* _Problem description_
Tally the lines in the listing below that include "door". Answer with the count and nothing more.
(Data)
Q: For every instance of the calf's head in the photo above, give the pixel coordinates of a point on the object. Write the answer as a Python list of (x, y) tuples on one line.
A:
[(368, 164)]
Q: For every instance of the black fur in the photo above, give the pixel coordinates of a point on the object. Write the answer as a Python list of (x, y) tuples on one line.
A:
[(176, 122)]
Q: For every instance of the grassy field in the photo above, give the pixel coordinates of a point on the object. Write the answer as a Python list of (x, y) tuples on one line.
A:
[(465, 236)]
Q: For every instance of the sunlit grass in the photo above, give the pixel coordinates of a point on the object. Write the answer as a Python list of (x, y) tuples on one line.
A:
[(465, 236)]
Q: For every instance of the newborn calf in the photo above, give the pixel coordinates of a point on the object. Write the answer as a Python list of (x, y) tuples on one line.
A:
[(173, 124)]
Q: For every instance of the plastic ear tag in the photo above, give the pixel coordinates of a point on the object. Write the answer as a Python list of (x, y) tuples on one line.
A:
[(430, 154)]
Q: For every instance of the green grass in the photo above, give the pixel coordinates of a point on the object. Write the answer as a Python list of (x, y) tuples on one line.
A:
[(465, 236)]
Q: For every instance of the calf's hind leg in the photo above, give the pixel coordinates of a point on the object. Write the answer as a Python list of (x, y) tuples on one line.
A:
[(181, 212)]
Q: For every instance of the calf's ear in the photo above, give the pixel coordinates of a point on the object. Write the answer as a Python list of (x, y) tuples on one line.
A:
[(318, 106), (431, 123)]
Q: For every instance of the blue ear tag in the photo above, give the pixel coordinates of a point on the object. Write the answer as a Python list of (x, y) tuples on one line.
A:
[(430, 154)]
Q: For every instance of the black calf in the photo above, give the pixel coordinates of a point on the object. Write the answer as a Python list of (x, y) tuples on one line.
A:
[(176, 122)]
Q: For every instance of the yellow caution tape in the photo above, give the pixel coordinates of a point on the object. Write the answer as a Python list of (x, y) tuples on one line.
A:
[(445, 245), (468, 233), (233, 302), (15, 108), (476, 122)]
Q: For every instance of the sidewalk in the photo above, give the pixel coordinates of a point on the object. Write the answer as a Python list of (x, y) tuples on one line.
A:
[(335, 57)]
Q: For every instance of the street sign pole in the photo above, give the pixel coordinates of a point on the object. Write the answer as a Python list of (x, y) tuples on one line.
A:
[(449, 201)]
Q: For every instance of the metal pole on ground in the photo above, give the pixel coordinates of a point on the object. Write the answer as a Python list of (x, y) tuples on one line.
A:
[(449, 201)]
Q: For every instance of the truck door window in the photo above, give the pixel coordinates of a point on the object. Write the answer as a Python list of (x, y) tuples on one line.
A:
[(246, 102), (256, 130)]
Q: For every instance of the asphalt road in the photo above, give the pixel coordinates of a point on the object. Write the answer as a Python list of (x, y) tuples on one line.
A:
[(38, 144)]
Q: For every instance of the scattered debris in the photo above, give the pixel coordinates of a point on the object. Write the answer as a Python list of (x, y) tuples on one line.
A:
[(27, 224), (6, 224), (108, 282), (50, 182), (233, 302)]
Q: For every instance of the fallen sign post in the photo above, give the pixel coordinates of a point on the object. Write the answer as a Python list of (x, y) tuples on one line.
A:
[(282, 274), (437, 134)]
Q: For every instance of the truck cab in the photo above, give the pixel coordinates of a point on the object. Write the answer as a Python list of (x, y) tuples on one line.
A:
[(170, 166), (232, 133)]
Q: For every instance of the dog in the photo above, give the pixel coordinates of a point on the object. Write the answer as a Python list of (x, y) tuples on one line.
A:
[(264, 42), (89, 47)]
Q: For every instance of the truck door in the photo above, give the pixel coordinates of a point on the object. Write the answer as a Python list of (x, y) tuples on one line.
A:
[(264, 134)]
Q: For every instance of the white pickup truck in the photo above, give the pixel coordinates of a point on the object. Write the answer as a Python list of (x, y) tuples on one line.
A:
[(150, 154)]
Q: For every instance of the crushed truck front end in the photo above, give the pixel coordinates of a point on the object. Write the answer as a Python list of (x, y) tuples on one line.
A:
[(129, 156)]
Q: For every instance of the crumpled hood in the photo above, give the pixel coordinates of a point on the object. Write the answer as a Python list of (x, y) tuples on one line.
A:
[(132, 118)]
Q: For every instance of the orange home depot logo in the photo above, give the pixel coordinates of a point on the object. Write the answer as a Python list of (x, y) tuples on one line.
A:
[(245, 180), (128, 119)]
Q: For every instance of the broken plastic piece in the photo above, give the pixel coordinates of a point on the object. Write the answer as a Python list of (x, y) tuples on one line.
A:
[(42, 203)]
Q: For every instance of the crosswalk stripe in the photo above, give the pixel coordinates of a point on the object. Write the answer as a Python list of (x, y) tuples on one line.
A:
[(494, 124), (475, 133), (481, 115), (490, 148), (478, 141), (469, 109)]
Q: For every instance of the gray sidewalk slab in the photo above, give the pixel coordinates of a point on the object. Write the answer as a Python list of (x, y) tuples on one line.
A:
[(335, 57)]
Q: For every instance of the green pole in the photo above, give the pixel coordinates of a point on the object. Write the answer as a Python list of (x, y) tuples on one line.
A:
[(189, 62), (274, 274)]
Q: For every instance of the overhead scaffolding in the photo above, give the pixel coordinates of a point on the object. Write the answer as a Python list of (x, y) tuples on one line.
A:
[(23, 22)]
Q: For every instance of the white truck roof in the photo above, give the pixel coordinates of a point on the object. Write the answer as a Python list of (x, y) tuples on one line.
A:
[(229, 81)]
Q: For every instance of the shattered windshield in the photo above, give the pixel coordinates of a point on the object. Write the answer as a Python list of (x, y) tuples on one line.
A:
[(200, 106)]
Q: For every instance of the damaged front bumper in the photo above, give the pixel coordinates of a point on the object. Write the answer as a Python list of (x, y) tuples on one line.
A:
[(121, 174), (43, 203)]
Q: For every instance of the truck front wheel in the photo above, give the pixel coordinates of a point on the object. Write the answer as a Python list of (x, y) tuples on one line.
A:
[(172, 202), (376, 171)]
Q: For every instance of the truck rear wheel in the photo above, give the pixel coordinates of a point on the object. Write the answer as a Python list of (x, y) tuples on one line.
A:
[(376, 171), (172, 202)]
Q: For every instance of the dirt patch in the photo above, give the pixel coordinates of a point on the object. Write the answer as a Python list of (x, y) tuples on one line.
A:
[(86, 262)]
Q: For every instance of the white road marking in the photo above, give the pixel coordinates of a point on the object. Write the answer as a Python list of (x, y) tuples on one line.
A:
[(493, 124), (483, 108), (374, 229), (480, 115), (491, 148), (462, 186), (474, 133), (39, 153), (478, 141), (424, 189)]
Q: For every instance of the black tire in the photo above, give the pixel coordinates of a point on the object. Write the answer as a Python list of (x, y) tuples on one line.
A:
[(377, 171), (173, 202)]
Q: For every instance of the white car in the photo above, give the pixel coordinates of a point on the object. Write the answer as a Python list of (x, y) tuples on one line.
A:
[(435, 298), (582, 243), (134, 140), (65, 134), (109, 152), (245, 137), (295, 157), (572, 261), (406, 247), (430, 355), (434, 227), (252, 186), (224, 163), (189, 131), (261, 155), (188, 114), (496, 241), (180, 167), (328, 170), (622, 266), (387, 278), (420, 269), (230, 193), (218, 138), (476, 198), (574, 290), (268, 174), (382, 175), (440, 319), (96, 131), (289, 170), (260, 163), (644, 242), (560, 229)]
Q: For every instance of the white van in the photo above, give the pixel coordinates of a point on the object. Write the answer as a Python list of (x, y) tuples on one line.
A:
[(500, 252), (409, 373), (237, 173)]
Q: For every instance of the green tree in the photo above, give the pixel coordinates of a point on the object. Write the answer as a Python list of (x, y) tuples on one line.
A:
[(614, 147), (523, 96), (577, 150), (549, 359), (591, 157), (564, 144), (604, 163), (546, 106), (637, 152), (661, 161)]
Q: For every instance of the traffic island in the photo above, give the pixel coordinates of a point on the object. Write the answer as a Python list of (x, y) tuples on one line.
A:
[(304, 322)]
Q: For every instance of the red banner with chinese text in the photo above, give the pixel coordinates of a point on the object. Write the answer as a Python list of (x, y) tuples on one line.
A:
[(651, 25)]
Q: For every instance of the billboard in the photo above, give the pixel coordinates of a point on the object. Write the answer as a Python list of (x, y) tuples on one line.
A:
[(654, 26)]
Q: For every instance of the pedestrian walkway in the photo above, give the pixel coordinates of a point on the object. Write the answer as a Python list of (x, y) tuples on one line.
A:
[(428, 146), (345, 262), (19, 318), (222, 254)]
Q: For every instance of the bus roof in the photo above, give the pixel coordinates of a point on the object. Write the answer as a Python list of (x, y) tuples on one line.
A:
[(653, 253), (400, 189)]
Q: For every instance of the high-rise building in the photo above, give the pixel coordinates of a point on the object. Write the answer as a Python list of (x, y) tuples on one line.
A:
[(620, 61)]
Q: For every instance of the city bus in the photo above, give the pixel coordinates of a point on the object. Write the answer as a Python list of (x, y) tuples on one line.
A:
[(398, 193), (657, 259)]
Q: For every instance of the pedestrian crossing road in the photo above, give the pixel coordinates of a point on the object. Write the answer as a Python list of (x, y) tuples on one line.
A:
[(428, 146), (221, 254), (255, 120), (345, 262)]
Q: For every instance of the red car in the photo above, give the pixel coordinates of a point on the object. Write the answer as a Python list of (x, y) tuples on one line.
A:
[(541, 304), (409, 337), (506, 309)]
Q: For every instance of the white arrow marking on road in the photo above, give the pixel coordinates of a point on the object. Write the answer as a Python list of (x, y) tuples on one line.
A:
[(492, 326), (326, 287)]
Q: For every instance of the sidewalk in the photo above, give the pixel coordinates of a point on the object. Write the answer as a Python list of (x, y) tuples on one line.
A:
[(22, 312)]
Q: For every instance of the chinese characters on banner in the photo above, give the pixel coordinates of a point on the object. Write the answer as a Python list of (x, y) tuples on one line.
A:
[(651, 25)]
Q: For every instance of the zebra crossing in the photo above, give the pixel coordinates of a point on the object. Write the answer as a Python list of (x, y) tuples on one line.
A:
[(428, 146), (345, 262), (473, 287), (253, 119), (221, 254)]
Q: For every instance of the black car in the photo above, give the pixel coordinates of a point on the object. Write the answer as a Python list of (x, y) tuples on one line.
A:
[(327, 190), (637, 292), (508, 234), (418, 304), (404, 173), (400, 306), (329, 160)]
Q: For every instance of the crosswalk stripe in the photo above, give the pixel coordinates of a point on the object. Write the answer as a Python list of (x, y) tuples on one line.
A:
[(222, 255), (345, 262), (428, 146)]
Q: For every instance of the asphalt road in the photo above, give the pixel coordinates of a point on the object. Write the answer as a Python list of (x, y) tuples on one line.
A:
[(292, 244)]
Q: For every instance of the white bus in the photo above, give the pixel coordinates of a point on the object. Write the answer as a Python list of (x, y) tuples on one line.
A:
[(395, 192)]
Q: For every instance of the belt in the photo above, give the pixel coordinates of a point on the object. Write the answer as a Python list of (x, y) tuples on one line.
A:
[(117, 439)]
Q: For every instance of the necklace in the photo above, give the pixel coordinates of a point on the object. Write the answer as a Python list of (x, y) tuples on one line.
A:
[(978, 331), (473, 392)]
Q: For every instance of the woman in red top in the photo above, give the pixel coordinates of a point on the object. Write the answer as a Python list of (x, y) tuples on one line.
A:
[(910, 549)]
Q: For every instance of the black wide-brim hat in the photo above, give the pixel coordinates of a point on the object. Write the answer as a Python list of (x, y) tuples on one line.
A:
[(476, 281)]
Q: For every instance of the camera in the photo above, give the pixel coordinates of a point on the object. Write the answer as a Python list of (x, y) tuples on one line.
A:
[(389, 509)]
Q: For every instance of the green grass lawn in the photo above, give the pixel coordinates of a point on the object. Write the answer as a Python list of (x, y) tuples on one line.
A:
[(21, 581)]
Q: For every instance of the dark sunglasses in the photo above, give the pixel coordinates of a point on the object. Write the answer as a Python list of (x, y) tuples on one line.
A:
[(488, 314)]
(End Data)
* _Completed task_
2